═══ TESTO DELLA PAGINA

Però di molecole un po’ più complesse,
importanti per l’origine della vita, nessuna traccia.
Si pensava di poterle individuare
in un prossimo futuro, ma non era ancora chiaro in che modo, queste molecole,
sarebbero arrivati dallo spazio sul nostro pianeta. Come singole molecole
sarebbero state distrutte dall’ultravioletto solare,
letale non solo per gli organismi viventi ma anche per le molecole fondamentali
per l’origine della vita. Se le molecole fossero state contenute all’interno di
asteroidi caduti sul nostro pianeta, sarebbero state distrutte dall’enorme calore
sprigionato dall’impatto o rimasti imprigionati all’interno dei frammenti.
Comunque, intorno alla metà degli
anni ottanta, la maggior parte degli scienziati impegnati nella ricerca in chimica
prebiotica, era dell’opinione che l’origine extraterrestri di sostanze
organiche dimostrasse solo la facilità con cui queste molecole possono essere
sintetizzate in presenza di carbonio, idrogeno, azoto e ossigeno.
Tale opinione fu anche ben
sintetizzata da Mario Ageno che concludeva (Lezioni di Biofisica 3, 1984):
«Anche se una minima frazione di esse riuscisse alla fine a sopravvivere e a
raggiungere in qualche modo l’idrosfera del pianeta, difficilmente l’evoluzione
chimica potrebbe procedere oltre, fino alla comparsa di organismi viventi,
senza un apporto continuo e di ben altro ordine di grandezza di sostanze di
nuova sintesi di provenienza locale».

══════
═══ MATERIALE

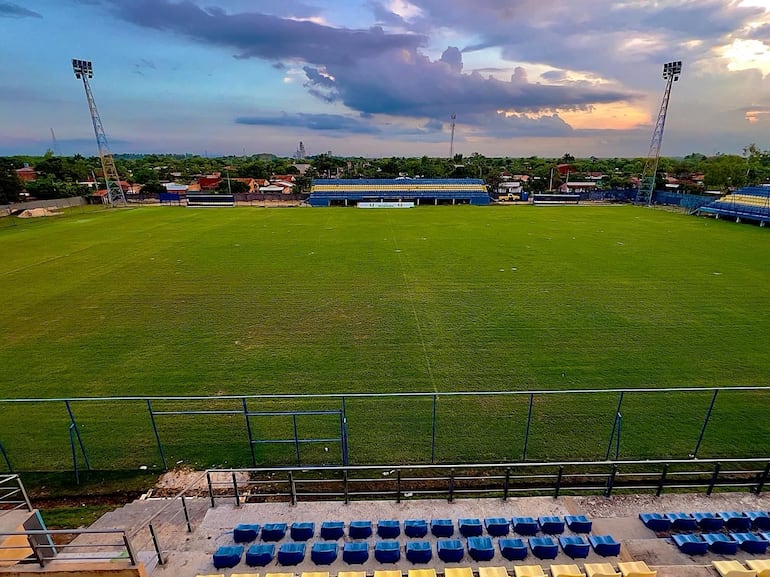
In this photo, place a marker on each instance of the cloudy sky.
(383, 77)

══════

**CONSEGNA**
Rispondi alle domande sul testo della pagina.
1. Da che cosa sarebbero state distrutte le molecole giunte come singole molecole?
2. Verso la metà degli anni ottanta, quali elementi venivano citati dalla maggior parte degli scienziati come sufficienti per sintetizzare facilmente queste molecole?
3. In quale opera, e in quale anno, Mario Ageno espresse la sua conclusione?
Il materiale proviene da un'altra fonte.

**RISPOSTA**
1. Dall'ultravioletto solare.
2. Carbonio, idrogeno, azoto e ossigeno.
3. In Lezioni di Biofisica 3, nel 1984.